:: Prompt A ::
In the excerpt on India's environmental and poverty challenges, translate this sentence into Spanish: "Human-induced climate change has emerged as an important issue of global deliberations."
:: Prompt B ::
Reproduce the part of the excerpt on India's environmental and poverty challenges that starts with "What are the" and goes on through "for their sustenance.".
:: Prompt C ::
Extend the excerpt on India's environmental and poverty challenges with the passage that would come next after its final sentence.

What are the Challenges?

  • India’s natural resource use is far from efficient, environmental problems are growing.
  • At the same time, India has 27.9% people under the Multidimensional Poverty Index ranging from 1.10% in Kerala to 52.50% in Bihar, and a sizable section of them directly depend on natural resources for their sustenance.
  • Kerala has an exemplary achievement in human development with an HDI value of 0.775, well above the all-India average.
  • However, on the environmental front there are several challenges which warrant concrete actions; otherwise, the gains of human development may not be sustained.
  • The twin challenges of poverty alleviation and environmental safeguarding that former Prime Minister Indira Gandhi first articulated in her lecture during the Stockholm conference on the human environment in 1972 still remain unattended.
  • In fact, the situation is much more complex now.
  • The latest initiative by UN, the adoption of 17 Sustainable Development Goals (SDG) with a specific target to meet by 2030.
  • The SDGs have acquired high priority in the context of the issue of climate change and its impact on society.
  • Human-induced climate change has emerged as an important issue of global deliberations.
  • The Sixth Assessment Report (AR6) of the Intergovernmental Panel on Climate Change (IPCC) 2021 laid stress on limiting global temperature rise at the 1.5° C level and strengthening the global response to the threat of climate change, sustainable development, and efforts to eradicate poverty.

:: Dataset ::
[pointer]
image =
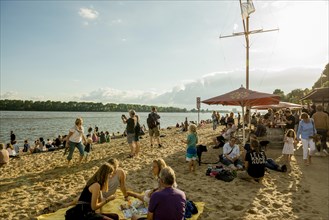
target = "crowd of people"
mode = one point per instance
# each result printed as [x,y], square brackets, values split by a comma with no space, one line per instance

:: Reply A ::
El cambio climático inducido por el ser humano ha surgido como un tema importante de las deliberaciones globales.

:: Reply B ::
What are the Challenges?

  • India’s natural resource use is far from efficient, environmental problems are growing.
  • At the same time, India has 27.9% people under the Multidimensional Poverty Index ranging from 1.10% in Kerala to 52.50% in Bihar, and a sizable section of them directly depend on natural resources for their sustenance.

:: Reply C ::
  • This was reaffirmed in the Conference of Parties (COP) 26 at Glasgow in 2021.
  • ‘No poverty’ and ‘Zero hunger’ are the first and second SDGs.
  • According to NITI Aayog (2020-21), out of 100 points set for the grade of Achiever, India scored 60 (Performer grade) for no poverty and 47 (Aspirant grade) for zero hunger, with wide State-level variations.
  • India’s score in the SDGs:
    • Score: 8 for ‘Decent work and economic growth’.
    • Score: 9 for ‘Industry, Innovation and Infrastructure’
    • Score: 12 for ‘Responsible Consumption and Production’.
  • These scores are considered for working out planetary pressure — are 61 (performer), 55 (performer) and 74 (front runner), respectively.

Better Awareness now:

  • The Chipko movement (1973) in Uttarakhand and the Silent Valley movement (the late 1970s) in Kerala are two of the most well-known modern-day people’s movements for environmental protection in India that inspired several other environmental movements during the last five decades.
  • Subsequently, there is now widespread awareness about the environment and several initiatives both at the level of the government and the community.
  • However, standalone environmental safeguarding actions are not sufficient to navigate the Anthropocene
  • It is now well established that there are interdependencies of earth system processes including social processes, and their relationships are non-linear and dialectic.
  • Therefore, the central challenge is to nest human development including social and economic systems into the ecosystem, and biosphere building on a systematic approach to nature-based solutions that put people at the core.

Way forward:

  • It is now essential to consider people and the planet as being a part of an interconnected social-ecological system.
  • Social and environmental problems cannot be addressed in isolation anymore
  • This can be conceived and addressed at the local level, for which India has constitutional provisions in the form of the 73rd and 74th Amendments.
  • The remarkable advances in earth system science and sustainability research along with enabling technology of remote sensing and geographic information system have helped to document and explain the impact of human activities at the ground level and stimulate new interdisciplinary work encompassing the natural and social sciences.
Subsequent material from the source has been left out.